DOCUMENT SEGMENT:
About one hundred years later German immigrant, George Krementz, had an idea. He took the concept of machines making bullets around the year 1876 and decided to apply it to making cufflinks. This enabled him to mass produce cheaper cufflinks with more variety in design. Teaming up with his cousin, George started his first company. By 1900, he supplied most of the world with the cufflinks he made.
With the onset of the Industrial Revolution, the chains being used in the production of low-cost cufflinks were replaced with rods and other easy-to-close fasteners. As the fashion industry caught onto the idea of the look, they began making formal shirts that specifically required the use of cufflinks.
Around the 20th century, sales in cufflinks decreased due to the fashion industry placing buttons on the cuffs of sleeves. However, large jewelry companies such as Krementz and Cartier did not stop making them and today the demand for cufflinks is again in high demand. With cheaper manufacturing costs, there are many new varieties of cufflinks that are now offered for those interested in purchasing a pair. These include the traditional gold and silver cufflinks as well as those made of: silk, white gold, onyx, and mother-of-pearl. Over time, the cufflink designs began to include more than just different types of metals. Jewelers began to incorporate stones, fabrics, and other precious metals thereby reviving the cufflink fashion.

AIM 1: According to the cufflinks history, by what year did George Krementz supply most of the world with his cufflinks?
AIM 2: Write out the part of the cufflinks history that begins with the words containing "About one hundred" and ends with "cufflinks he made.".

GIVEN INFORMATION:
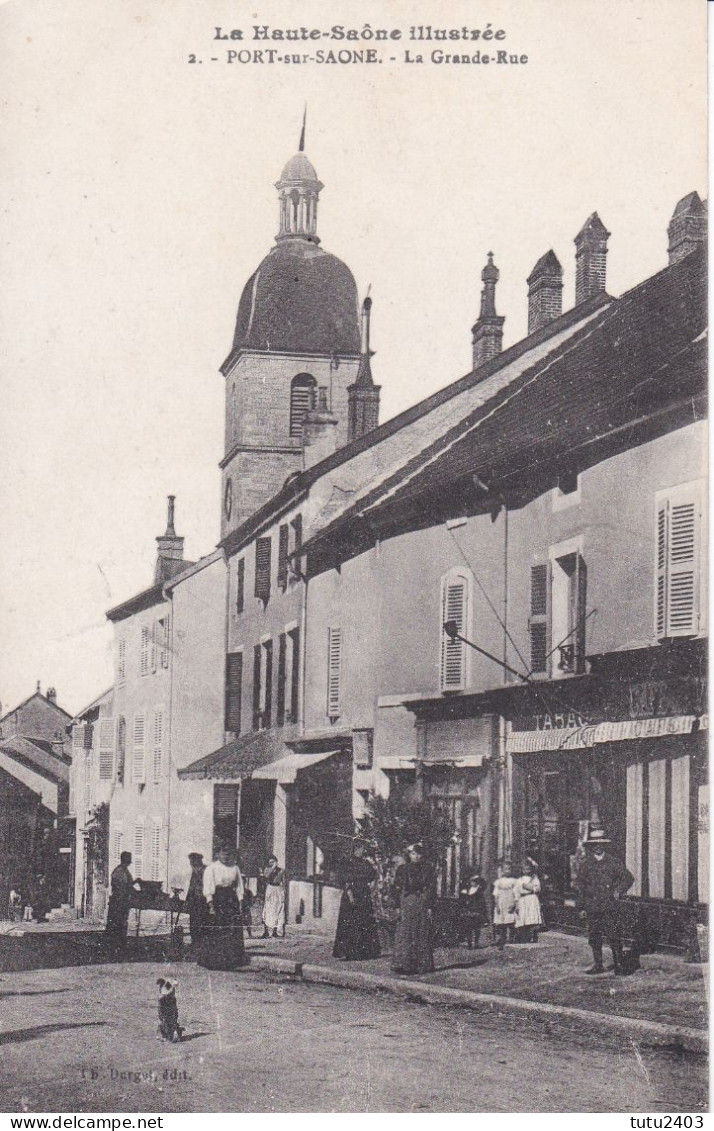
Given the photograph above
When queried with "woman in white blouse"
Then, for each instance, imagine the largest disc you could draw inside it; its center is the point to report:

RESULT 1: By 1900.

RESULT 2:
About one hundred years later German immigrant, George Krementz, had an idea. He took the concept of machines making bullets around the year 1876 and decided to apply it to making cufflinks. This enabled him to mass produce cheaper cufflinks with more variety in design. Teaming up with his cousin, George started his first company. By 1900, he supplied most of the world with the cufflinks he made.